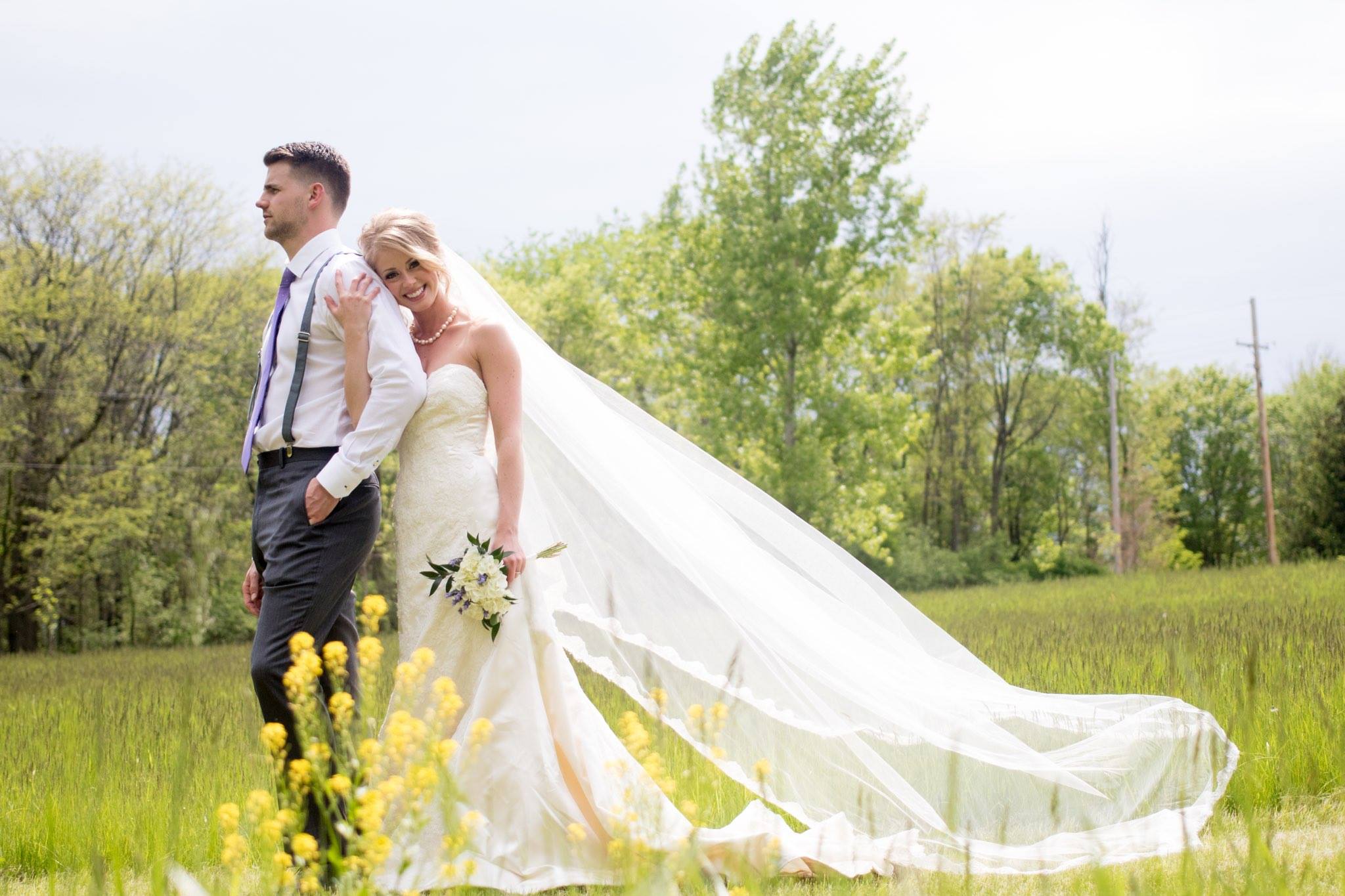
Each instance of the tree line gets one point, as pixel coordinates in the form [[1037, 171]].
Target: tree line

==

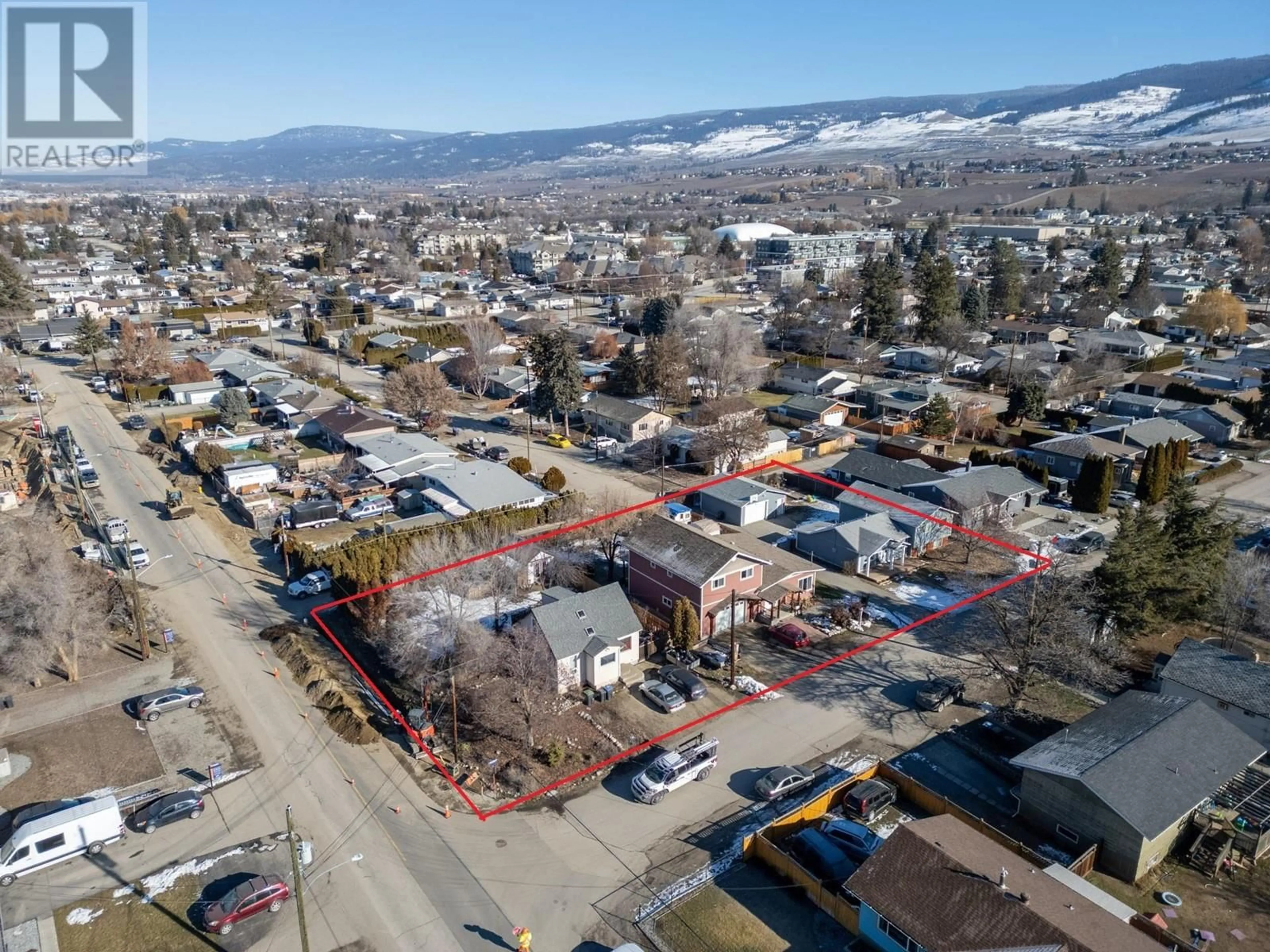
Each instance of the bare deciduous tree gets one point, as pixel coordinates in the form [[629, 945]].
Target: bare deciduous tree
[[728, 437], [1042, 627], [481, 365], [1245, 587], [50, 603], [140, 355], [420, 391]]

==

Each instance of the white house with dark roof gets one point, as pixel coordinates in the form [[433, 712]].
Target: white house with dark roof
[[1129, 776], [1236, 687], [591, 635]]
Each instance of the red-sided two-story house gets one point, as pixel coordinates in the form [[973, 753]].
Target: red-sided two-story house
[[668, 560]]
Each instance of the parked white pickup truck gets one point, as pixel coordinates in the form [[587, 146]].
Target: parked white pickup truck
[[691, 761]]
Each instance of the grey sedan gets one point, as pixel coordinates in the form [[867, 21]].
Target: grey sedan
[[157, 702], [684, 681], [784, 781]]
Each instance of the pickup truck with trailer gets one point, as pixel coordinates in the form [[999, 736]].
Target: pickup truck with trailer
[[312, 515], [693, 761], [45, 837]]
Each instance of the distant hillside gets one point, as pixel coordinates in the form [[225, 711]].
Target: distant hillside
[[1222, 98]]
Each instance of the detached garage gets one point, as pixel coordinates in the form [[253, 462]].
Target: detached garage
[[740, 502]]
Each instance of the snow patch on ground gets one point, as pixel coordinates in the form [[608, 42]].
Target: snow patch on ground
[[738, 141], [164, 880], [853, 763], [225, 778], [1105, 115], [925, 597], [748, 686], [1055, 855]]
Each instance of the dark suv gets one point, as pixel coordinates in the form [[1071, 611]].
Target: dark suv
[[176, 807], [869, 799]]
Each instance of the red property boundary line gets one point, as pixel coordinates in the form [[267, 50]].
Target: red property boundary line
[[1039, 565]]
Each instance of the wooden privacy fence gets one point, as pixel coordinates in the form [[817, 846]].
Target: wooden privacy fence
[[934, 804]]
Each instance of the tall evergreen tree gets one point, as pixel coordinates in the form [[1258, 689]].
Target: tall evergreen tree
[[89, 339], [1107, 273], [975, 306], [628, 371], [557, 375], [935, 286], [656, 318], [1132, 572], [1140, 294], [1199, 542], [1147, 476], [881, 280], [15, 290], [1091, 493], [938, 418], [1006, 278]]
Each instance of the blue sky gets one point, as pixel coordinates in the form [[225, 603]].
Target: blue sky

TASK DETAILS ->
Write out only the lines that run from the line containing "Each instance of the tree" through the line containing "Target: tree line", both included, exactly as they appear above.

RESULT FOR THIS EXERCISE ->
Each instance of the tree line gets one point, as pixel coordinates in the form [[1037, 171]].
Target: tree line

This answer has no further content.